Pointing and labeling rows
⟨

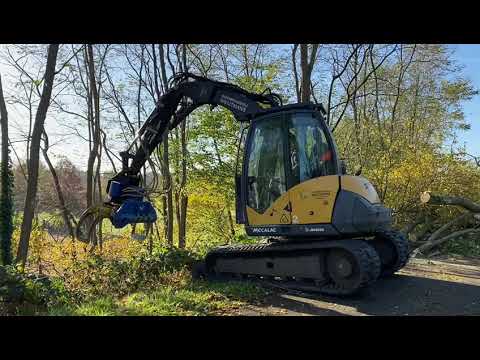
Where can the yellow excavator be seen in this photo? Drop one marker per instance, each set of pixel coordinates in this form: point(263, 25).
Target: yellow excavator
point(326, 231)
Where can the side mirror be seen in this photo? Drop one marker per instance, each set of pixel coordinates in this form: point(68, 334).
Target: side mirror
point(343, 167)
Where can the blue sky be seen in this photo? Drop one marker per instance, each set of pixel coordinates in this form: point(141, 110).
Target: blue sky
point(469, 57)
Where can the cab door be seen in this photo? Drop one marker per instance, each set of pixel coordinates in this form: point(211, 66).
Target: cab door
point(267, 199)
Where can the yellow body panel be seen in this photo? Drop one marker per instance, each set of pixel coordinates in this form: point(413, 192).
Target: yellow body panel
point(361, 186)
point(274, 215)
point(313, 200)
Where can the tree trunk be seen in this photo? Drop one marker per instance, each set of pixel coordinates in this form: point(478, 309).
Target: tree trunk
point(38, 128)
point(433, 199)
point(166, 164)
point(95, 125)
point(61, 200)
point(305, 91)
point(6, 198)
point(431, 244)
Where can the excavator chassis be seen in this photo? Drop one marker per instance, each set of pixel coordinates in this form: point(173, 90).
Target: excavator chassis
point(332, 267)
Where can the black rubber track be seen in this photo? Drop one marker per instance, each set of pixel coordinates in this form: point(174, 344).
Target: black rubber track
point(402, 249)
point(368, 262)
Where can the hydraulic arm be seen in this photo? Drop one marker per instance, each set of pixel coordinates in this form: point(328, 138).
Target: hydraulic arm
point(125, 202)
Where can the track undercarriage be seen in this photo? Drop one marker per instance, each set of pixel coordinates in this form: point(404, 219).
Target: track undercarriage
point(332, 267)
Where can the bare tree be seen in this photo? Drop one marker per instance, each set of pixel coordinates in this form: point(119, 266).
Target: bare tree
point(38, 129)
point(66, 214)
point(6, 200)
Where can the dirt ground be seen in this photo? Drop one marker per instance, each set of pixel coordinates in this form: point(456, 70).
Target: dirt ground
point(447, 286)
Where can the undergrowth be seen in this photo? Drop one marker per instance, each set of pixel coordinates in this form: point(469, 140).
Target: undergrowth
point(104, 284)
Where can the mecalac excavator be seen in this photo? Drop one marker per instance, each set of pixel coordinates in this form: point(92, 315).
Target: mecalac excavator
point(327, 231)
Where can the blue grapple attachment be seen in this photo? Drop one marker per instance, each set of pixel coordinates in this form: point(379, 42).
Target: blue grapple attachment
point(133, 209)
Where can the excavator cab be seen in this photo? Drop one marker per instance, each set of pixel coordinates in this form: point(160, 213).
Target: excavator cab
point(292, 182)
point(281, 149)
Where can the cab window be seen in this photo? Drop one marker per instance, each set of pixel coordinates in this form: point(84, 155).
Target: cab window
point(266, 170)
point(310, 153)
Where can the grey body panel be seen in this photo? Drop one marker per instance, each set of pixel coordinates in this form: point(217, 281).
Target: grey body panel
point(353, 214)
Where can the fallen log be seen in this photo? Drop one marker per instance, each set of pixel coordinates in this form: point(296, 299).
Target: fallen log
point(431, 244)
point(432, 199)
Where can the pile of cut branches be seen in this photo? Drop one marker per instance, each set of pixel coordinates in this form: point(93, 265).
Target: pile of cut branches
point(465, 224)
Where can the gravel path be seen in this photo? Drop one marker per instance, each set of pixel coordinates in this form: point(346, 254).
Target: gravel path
point(424, 287)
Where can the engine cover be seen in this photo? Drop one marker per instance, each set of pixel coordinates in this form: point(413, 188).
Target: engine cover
point(133, 212)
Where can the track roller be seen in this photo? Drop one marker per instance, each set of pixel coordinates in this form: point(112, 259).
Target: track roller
point(393, 249)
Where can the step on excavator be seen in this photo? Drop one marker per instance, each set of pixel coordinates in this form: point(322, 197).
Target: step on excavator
point(326, 231)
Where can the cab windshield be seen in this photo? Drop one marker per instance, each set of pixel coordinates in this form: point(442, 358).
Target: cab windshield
point(310, 153)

⟩

■ Task: Rewrite everything from "Where can the black" down to "point(327, 231)", requests included, and raise each coordinate in the answer points by 77. Leave the sample points inside the requests unchanged.

■ The answer:
Where can the black rubber track be seen in this photo? Drop one marker per instance, each set of pixel coordinates in this form: point(174, 344).
Target: black rubber track
point(479, 326)
point(445, 339)
Where can the hydraulic arm be seen in this photo? Drop one marker per instance, each set of pixel coordinates in this form: point(328, 138).
Target: hydraulic arm
point(202, 279)
Where can the track undercarriage be seen in this photo? Drop one marker per instance, each set of pixel coordinates in this form: point(404, 219).
Target: track undercarriage
point(409, 344)
Where can the bare tree be seen in this photo? Drop one marker per instance, each set of pixel coordinates in this form: point(119, 266).
Target: bare tree
point(115, 206)
point(143, 291)
point(83, 277)
Where can the dirt ground be seen in this photo? Drop one marker per instance, each set of pixel coordinates in this form: point(456, 70).
Target: dirt ground
point(524, 363)
Where can the undergrowth be seen in this photo? Drop one marker per instance, each set of pixel coordinates in this form: point(469, 140).
Target: undergrowth
point(181, 361)
Where can the mecalac excavator be seen in this photo? Drop one marker per instance, each set of pixel coordinates in this form: point(92, 315).
Target: mecalac excavator
point(404, 308)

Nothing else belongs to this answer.